**SUPPLIED PASSAGE**
◇ ◇ ◇ ◇ ◇ ◇ ◇

Credit: Dexter Dean, Ph.D.
WASHINGTON, April 7, 2021 — On the surface, Parkinson’s disease — a neurodegenerative disorder — and melanoma — a type of skin cancer — do not appear to have much in common. However, for nearly 50 years, doctors have recognized that Parkinson’s disease patients are more likely to develop melanoma than the general population. Now, scientists report a molecular link between the two diseases in the form of protein aggregates known as amyloids.
The researchers will present their results today at the spring meeting of the American Chemical Society (ACS). ACS Spring 2021 is being held online April 5-30. Live sessions will be hosted April 5-16, and on-demand and networking content will continue through April 30. The meeting features nearly 9,000 presentations on a wide range of science topics.
“Several studies have shown that melanoma occurs two to six times more frequently in the Parkinson’s population than the healthy population,” says Dexter Dean, Ph.D., a postdoctoral fellow at the National Heart, Lung, and Blood Institute (NHLBI), who is presenting the work at the meeting. “What’s more, the protein involved in Parkinson’s disease, α-synuclein, is elevated in melanoma cells.”
In Parkinson’s disease, α-synuclein forms amyloid deposits that are thought to kill dopamine-producing neurons in the brain, causing symptoms such as tremor, slow movements and dementia. While intense research has focused on the effects of α-synuclein in the brain, much less is known about its presence or activities in other tissues. However, scientists have evidence that the amyloid-forming protein is expressed more in melanoma cells than in healthy skin. Furthermore, higher levels of α-synuclein in melanocytes (the skin cells that give rise to melanoma) correlate with reduced pigment, or melanin, production. Melanin protects skin from damage by the sun’s ultraviolet rays.

◇ ◇ ◇ ◇ ◇ ◇ ◇

**DATA SECTION**
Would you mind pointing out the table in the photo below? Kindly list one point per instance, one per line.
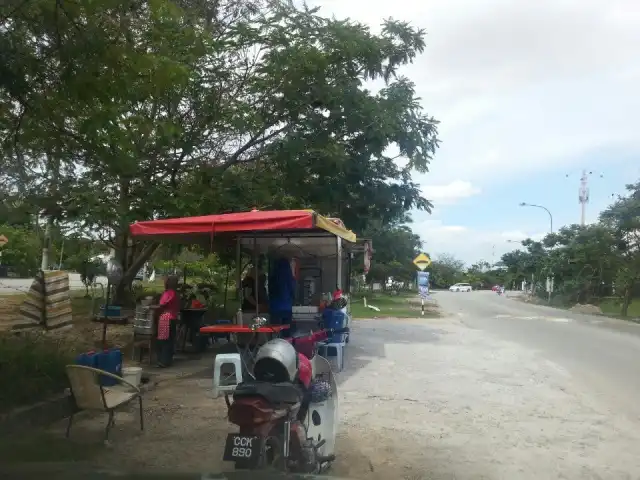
(191, 319)
(257, 332)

◇ ◇ ◇ ◇ ◇ ◇ ◇

**QUESTIONS TO ANSWER**
1. Answer these questions from the passage on Parkinson's disease and melanoma, each on its own line.
(a) For about how long have doctors recognized that Parkinson's disease patients are more likely to develop melanoma?
(b) What position does Dexter Dean hold, and at which institute?
(c) What does melanin protect skin from?
2. Decide whether each statement agrees with the passage on Parkinson's disease and melanoma. Answer yes or no, and quote the words from the passage that settle it.
(a) Live sessions of ACS Spring 2021 run through April 30.
(b) Higher levels of α-synuclein in melanocytes go along with lower melanin production.
(c) Much is already known about the activities of α-synuclein in tissues other than the brain.
3. Continue the passage on Parkinson's disease and melanoma from its last sentence.

**ANSWERS TO THE EXERCISES**
1.
(a) Nearly 50 years.
(b) He is a postdoctoral fellow at the National Heart, Lung, and Blood Institute (NHLBI).
(c) Damage by the sun's ultraviolet rays.

2.
(a) No: "Live sessions will be hosted April 5-16"
(b) Yes: "higher levels of α-synuclein in melanocytes (the skin cells that give rise to melanoma) correlate with reduced pigment, or melanin, production"
(c) No: "much less is known about its presence or activities in other tissues"

3.
Jennifer Lee, Ph.D., Dean’s postdoctoral advisor at NHLBI, part of the National Institutes of Health, had previously studied another amyloid-forming protein called premelanosomal protein (Pmel). “Most people know that amyloids are involved in diseases, such as Parkinson’s and Alzheimer’s, but it’s less well-known that some amyloids, like Pmel, actually serve a useful function,” Lee says. In healthy melanocytes, Pmel forms amyloid fibrils that act as scaffolds to store melanin in melanosomes (the organelle where the pigment is produced, stored and transported). “Because both α-synuclein and Pmel are expressed in melanoma cells, we wondered if these two amyloid proteins could interact, and whether this interaction could be relevant to the correlation between Parkinson’s disease and melanoma,” Lee says.
To investigate whether α-synuclein and Pmel could interact, the researchers used microscopy and western blotting to show that the two proteins both resided in the melanosomes of human melanoma cells. When Dean added preformed α-synuclein amyloid to a test tube containing the amyloid-forming region of Pmel (known as the repeat, or RPT, domain), the α-synuclein fibrils stimulated Pmel to aggregate and form a twisted fibril structure that the protein does not normally adopt on its own.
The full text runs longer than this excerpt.